_課題の内容_
1 > 次の (a)〜(c) が本文の内容と一致するかどうかを判断してください。それぞれ「はい」か「いいえ」で答え、根拠となる本文の語句をそのまま引用してください。(a) 筆者は長い小説を好んで読む。(b) 筆者は格言や名言、名スピーチに興味を持っている。(c) 引用されたゲーテの言葉では、純粋な中庸を得た活動はよく見られるとされている。
2 > 筆者が興味深く読む、または興味が湧くと本文で述べているものを、漏れなく挙げてください。
3 > 本文の要旨を二文でまとめてください。

_本文_
----------------------------------------
自負し過ぎない者は、自分で思っている以上の人間である
私は、長い小説はあまり好んで読みませんが、作家が自らの体験談や、あるいは誰かと対談したものの記録は、人間性が出てとても興味深く読みます。
それと、もう一つが「格言、名言、名スピーチ」に興味が湧きます。アメリカのオバマ氏の就任演説が、ベストセラーになるように、人々は、心躍らせる言葉を探しているように思います。
そんな中で、詩人のゲーテの言葉を集めた「格言集」に、今でも居そうな目立ちたがりの人間を表現した言葉がありました。
(本文より)
良いものを正しいものを完成させるための純粋な中庸を得た活動はきわめてまれである。
通常われわれが見るのは、もったいぶってだらだら長びかせる偏屈か、性急に功を急ぐ図々しさかである。
(「格言と反省」)
----------------------------------------
_資料_
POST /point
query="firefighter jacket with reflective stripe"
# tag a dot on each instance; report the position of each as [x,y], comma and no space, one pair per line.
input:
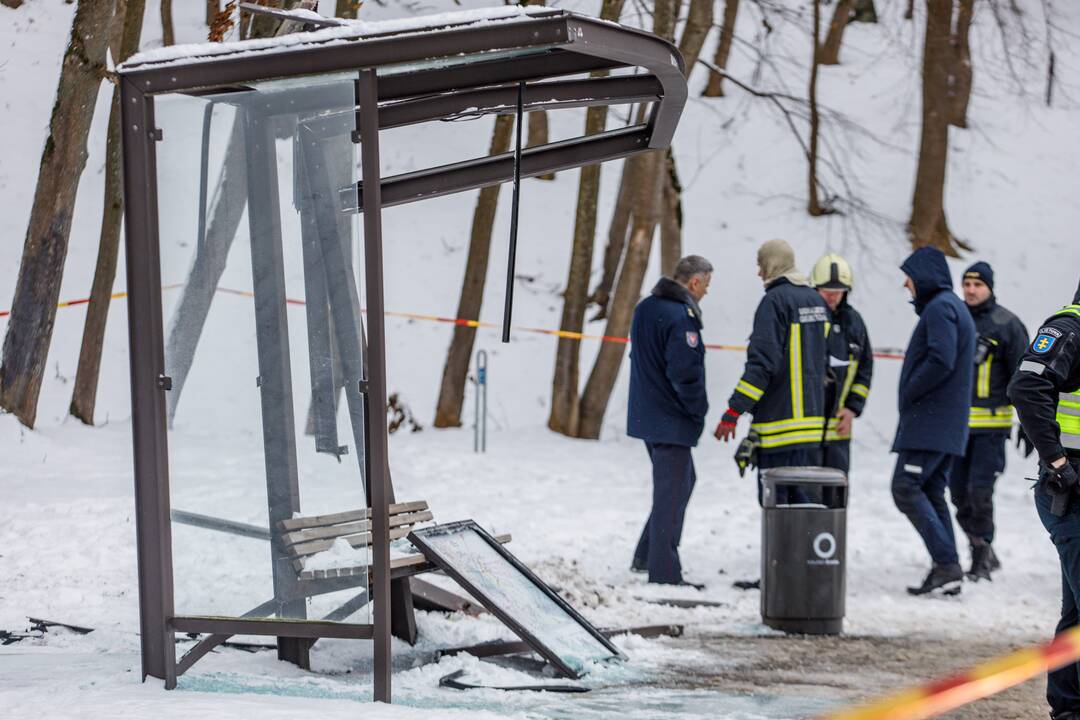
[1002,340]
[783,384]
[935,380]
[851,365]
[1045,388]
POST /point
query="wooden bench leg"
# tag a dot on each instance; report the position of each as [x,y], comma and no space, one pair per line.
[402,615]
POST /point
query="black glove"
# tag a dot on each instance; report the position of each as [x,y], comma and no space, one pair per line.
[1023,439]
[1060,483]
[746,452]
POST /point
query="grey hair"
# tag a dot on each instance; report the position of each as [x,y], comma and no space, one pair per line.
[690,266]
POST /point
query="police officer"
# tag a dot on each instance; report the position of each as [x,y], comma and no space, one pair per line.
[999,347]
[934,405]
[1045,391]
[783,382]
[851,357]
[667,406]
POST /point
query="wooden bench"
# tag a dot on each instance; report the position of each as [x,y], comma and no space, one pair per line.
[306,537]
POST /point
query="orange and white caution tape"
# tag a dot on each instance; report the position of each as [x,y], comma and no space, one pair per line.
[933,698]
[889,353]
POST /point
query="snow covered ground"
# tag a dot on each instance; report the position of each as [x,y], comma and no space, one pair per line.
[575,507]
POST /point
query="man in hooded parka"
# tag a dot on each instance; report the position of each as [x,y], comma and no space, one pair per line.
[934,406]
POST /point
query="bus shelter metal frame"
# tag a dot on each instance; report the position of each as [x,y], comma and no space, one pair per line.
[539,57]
----------------------------------------
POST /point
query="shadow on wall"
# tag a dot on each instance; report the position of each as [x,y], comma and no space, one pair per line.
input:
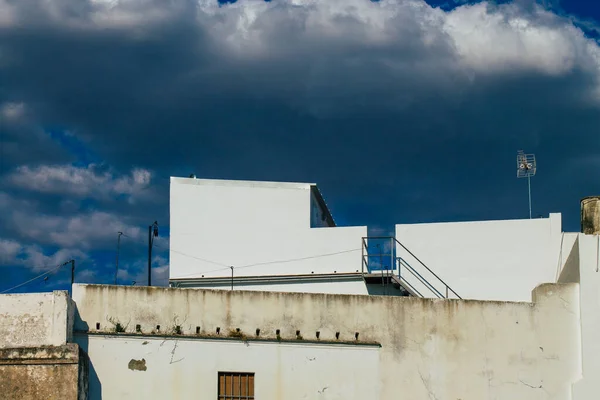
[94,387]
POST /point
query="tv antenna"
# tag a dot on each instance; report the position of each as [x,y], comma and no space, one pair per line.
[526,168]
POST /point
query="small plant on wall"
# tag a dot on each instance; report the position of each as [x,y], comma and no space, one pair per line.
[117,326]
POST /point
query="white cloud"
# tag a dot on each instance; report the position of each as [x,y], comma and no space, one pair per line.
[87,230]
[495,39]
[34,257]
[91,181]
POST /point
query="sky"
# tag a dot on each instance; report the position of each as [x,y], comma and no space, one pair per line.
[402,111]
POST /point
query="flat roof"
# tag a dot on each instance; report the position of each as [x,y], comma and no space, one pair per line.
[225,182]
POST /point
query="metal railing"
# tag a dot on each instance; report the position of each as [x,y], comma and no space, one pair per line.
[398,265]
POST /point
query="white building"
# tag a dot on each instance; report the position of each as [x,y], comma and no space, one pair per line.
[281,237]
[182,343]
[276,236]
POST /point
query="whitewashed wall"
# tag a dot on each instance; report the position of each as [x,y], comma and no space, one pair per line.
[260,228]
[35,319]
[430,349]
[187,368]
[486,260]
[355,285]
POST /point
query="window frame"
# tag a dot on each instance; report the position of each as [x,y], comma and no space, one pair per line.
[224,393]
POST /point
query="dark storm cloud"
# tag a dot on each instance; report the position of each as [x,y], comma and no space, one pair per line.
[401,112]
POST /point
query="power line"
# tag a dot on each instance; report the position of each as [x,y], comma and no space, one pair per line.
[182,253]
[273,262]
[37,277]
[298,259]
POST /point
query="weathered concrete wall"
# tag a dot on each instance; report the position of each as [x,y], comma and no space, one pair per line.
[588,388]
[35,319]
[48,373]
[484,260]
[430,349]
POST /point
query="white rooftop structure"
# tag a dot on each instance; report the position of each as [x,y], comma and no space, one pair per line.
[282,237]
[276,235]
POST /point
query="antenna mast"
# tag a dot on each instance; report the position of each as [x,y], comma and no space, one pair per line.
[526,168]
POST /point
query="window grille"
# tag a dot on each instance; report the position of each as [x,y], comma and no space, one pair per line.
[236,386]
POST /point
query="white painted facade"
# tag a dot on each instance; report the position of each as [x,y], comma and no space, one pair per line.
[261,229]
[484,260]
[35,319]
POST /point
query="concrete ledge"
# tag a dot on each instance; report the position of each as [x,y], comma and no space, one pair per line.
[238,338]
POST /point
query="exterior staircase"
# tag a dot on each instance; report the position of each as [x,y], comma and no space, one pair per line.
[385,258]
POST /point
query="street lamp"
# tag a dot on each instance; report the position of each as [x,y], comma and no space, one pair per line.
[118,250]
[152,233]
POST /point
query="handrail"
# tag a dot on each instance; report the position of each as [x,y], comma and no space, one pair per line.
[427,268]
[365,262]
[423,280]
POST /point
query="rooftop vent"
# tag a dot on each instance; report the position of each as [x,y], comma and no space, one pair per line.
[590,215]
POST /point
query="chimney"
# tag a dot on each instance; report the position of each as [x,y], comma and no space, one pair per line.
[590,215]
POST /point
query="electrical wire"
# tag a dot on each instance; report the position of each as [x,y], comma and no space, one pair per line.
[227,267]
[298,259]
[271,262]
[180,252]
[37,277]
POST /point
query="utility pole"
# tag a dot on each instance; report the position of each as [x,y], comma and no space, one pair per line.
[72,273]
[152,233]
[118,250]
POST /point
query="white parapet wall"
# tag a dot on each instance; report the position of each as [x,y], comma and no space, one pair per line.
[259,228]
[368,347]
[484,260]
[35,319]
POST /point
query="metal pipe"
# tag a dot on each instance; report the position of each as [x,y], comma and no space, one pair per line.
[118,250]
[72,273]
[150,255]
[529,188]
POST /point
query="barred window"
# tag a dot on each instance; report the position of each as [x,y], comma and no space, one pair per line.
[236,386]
----------------------------------------
_各課題の解答_
1 >
(a) いいえ。「長い小説はあまり好んで読みませんが」
(b) はい。「「格言、名言、名スピーチ」に興味が湧きます」
(c) いいえ。「純粋な中庸を得た活動はきわめてまれである」

2 >
作家自身の体験談
作家が誰かと対談したものの記録
格言
名言
名スピーチ

3 > 筆者は作家の体験談や対談の記録、そして格言や名言、名スピーチに興味を持っており、人々は心躍らせる言葉を探していると考えている。その中でゲーテの格言集に目立ちたがりの人間を表現した言葉を見つけ、純粋な中庸を得た活動はきわめてまれで、通常見られるのは偏屈か図々しさであるという一節を引用している。